● RECORDS SUPPLIED:

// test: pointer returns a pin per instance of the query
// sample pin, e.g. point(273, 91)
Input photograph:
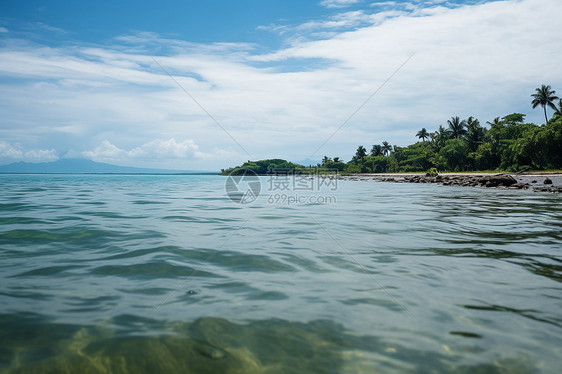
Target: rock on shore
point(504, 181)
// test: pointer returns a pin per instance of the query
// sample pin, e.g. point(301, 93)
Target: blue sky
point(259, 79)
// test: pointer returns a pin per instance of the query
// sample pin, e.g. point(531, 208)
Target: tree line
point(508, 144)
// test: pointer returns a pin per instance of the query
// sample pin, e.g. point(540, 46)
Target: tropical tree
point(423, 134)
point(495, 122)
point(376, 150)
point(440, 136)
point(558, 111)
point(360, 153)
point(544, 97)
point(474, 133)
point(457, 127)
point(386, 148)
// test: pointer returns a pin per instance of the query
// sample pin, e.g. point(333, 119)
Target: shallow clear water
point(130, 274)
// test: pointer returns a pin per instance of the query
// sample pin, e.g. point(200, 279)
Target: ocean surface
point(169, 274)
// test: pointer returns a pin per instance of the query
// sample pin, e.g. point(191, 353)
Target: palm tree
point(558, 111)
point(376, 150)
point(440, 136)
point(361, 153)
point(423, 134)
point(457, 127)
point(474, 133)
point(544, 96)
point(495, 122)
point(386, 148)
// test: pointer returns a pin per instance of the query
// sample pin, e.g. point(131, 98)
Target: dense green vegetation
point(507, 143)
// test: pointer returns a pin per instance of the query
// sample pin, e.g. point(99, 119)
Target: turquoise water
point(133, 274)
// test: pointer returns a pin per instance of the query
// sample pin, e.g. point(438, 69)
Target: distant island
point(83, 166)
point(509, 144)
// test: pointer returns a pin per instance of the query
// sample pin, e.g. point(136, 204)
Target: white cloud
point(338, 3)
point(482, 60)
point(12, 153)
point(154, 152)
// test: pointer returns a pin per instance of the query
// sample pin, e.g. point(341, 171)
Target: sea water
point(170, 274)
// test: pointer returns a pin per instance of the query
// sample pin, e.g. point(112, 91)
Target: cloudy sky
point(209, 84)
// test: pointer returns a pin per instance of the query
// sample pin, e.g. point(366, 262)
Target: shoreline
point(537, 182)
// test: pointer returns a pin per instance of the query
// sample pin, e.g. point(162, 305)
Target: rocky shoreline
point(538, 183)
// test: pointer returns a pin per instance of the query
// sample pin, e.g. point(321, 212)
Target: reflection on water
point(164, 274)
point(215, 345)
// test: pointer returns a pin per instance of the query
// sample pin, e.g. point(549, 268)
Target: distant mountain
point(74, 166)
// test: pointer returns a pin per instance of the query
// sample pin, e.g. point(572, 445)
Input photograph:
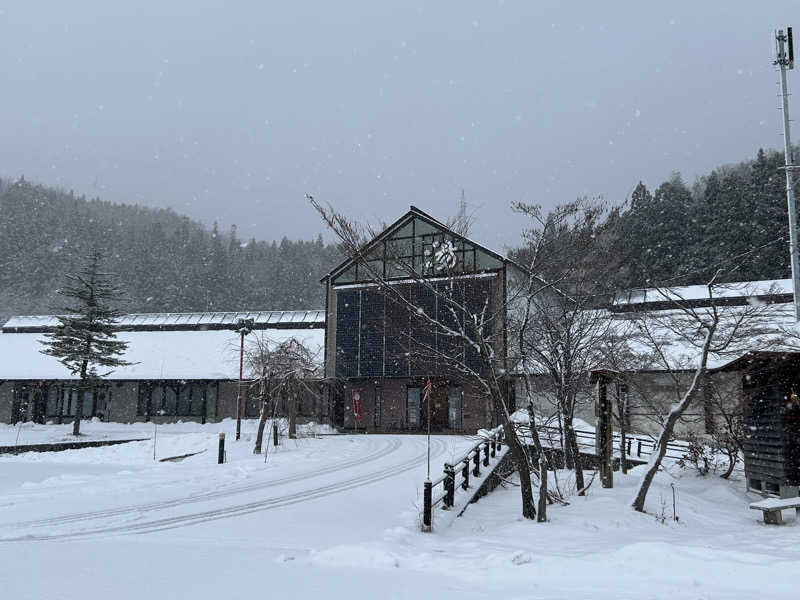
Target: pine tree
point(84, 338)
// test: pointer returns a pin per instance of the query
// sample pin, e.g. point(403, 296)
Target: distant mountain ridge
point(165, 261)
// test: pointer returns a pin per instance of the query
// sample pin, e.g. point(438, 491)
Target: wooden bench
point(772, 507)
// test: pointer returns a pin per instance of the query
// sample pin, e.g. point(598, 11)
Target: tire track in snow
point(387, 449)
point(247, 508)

● YOUR GOAL:
Copy every entry exactly, leaving out the pictures.

● SOLUTION FOR THIS TASK:
// test: pointer returns a pin per instance of the query
// sample pin, e.g. point(273, 91)
Input photograph:
Target: rock on shore
point(504, 181)
// test: pointer returns a pin per instance of the query
// sample pin, e.g. point(301, 93)
Target: blue sky
point(259, 79)
// test: pointer returns a pin per instance of the query
// sample pin, e.g. point(531, 208)
Target: tree line
point(508, 144)
// test: pointer returns a pin per instance of the query
// sample pin, e.g. point(540, 46)
Target: tropical tree
point(423, 134)
point(495, 122)
point(376, 150)
point(440, 136)
point(558, 111)
point(360, 153)
point(544, 97)
point(474, 133)
point(457, 127)
point(386, 148)
// test: pointer returns a pin per instance of the query
// sample pin, e.g. point(333, 119)
Target: shallow clear water
point(130, 274)
// test: pointer returns a pin per instance of the query
// sample pin, e.g. point(200, 279)
Target: ocean surface
point(169, 274)
// test: pointer returns a pin per instance of the query
// sample pin, e.g. point(191, 353)
Target: palm tree
point(558, 111)
point(376, 150)
point(440, 136)
point(361, 153)
point(423, 134)
point(457, 127)
point(474, 133)
point(544, 96)
point(495, 122)
point(386, 148)
// test: pointer returns a pin per instance of the query
// sample pin, e.g. point(131, 98)
Target: dense green vegetation
point(507, 143)
// test: pointer returns a pin per instance of the query
// sample pin, e.g. point(99, 119)
Target: turquoise water
point(133, 274)
// test: pointer returns a pin per instance of the query
// sample pin, e.g. point(438, 69)
Target: distant island
point(83, 166)
point(509, 144)
// test: pointer returns a pin per instance of the query
// sample pin, e.g. point(136, 204)
Target: white cloud
point(338, 3)
point(482, 60)
point(12, 153)
point(154, 152)
// test: pointer returns a pin per instance of the query
// sample pin, e.g. point(341, 171)
Target: sea water
point(170, 274)
// test: pointer returns a pin per instance of the query
// sample pin, e.g. point(112, 91)
Target: cloudy sky
point(209, 84)
// test: pointer returns a pin per instance of the query
// sample pin, e.g. point(366, 262)
Target: shoreline
point(537, 182)
// test: pointer returns a pin per instance of the query
// sample pin, e.g. point(162, 305)
Target: rocky shoreline
point(538, 183)
// test: pointer returns a pin per instance of the query
// sample pin, e.g. point(321, 212)
Target: reflection on water
point(164, 274)
point(215, 345)
// test: pointer returns a pin per instance of the query
// sample pin, e.g. point(549, 268)
Target: distant mountain
point(74, 166)
// test: pointer returns a pin per instance of the query
// sample pin, e.g. point(572, 445)
Input photograph:
Target: pine tree
point(84, 338)
// test: pointer returns a pin per instance of the query
// sample pin, e.g. point(403, 296)
Target: distant mountain ridge
point(165, 261)
// test: pointer returns a pin per instance of the query
// sample pin, e.g. point(438, 491)
Target: wooden bench
point(772, 507)
// test: pointer returns a pin per instance of the query
// sample pin, e.g. point(598, 11)
Target: tire track in snow
point(387, 449)
point(247, 508)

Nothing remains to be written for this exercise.